> **Problem to work on**: Pick out every line of the material below that contains the word "instance".

* BEGIN Exercise materials *

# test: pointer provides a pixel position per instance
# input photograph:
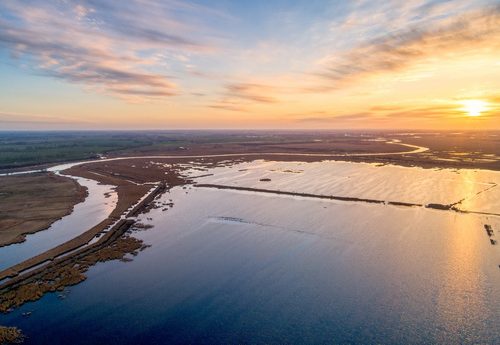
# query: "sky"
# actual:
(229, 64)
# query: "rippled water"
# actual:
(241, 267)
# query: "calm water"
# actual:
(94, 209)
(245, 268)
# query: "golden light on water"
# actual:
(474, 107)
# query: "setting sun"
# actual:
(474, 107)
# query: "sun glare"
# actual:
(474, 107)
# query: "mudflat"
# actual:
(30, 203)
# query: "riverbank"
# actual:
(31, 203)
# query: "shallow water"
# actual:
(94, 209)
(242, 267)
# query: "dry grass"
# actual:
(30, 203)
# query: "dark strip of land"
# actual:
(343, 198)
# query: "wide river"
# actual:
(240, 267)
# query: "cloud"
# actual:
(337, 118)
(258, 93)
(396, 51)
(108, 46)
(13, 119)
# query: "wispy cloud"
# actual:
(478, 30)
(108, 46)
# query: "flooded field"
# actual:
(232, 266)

* END Exercise materials *
* BEGIN Exercise materials *

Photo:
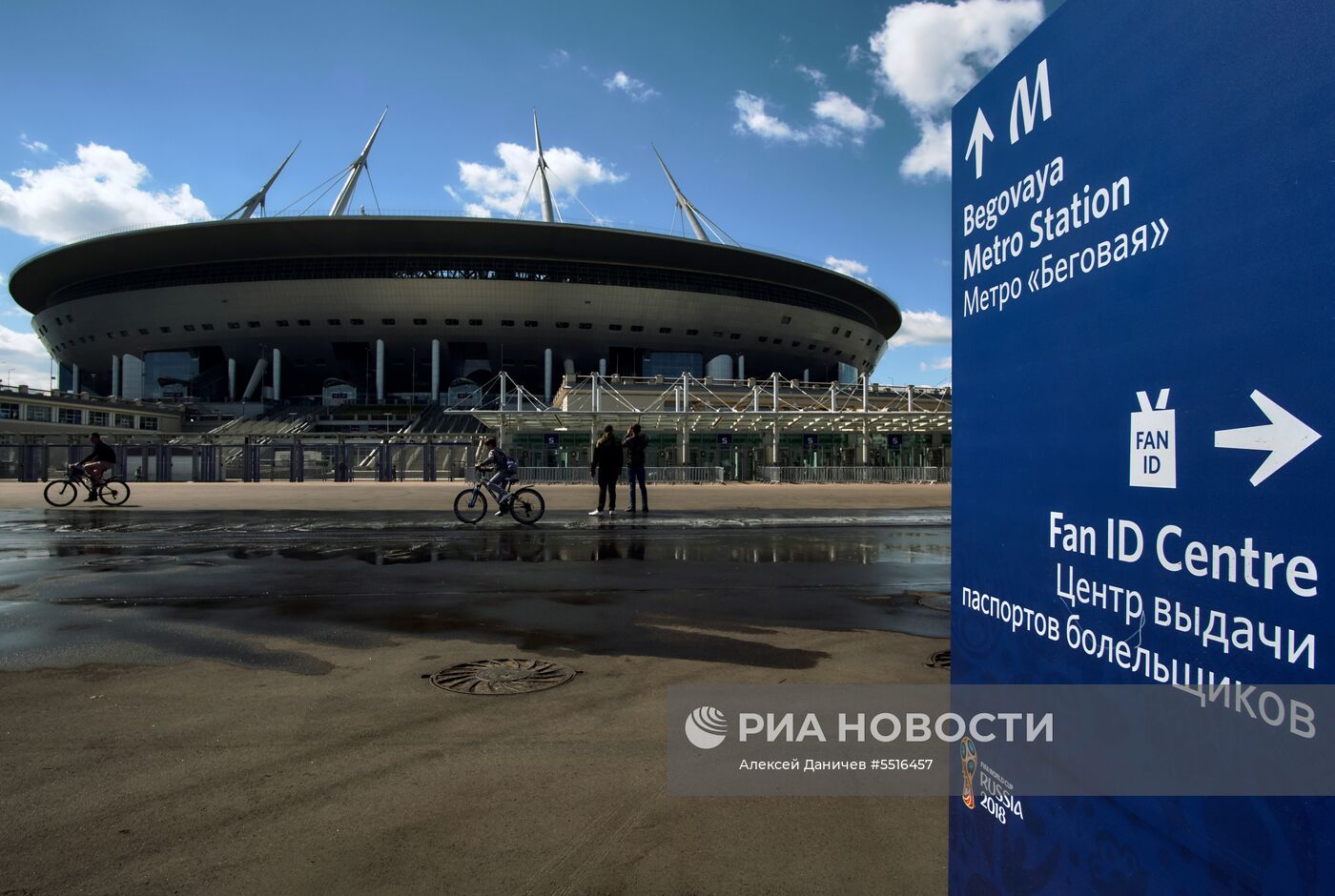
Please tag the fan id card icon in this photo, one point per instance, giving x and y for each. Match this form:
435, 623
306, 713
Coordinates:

* END Exercise materials *

> **Correct output**:
# test: pointer provides a pixel position per instance
Please tag the fan id card icon in this photo, one point per instance, giving x and y for each. Match this form:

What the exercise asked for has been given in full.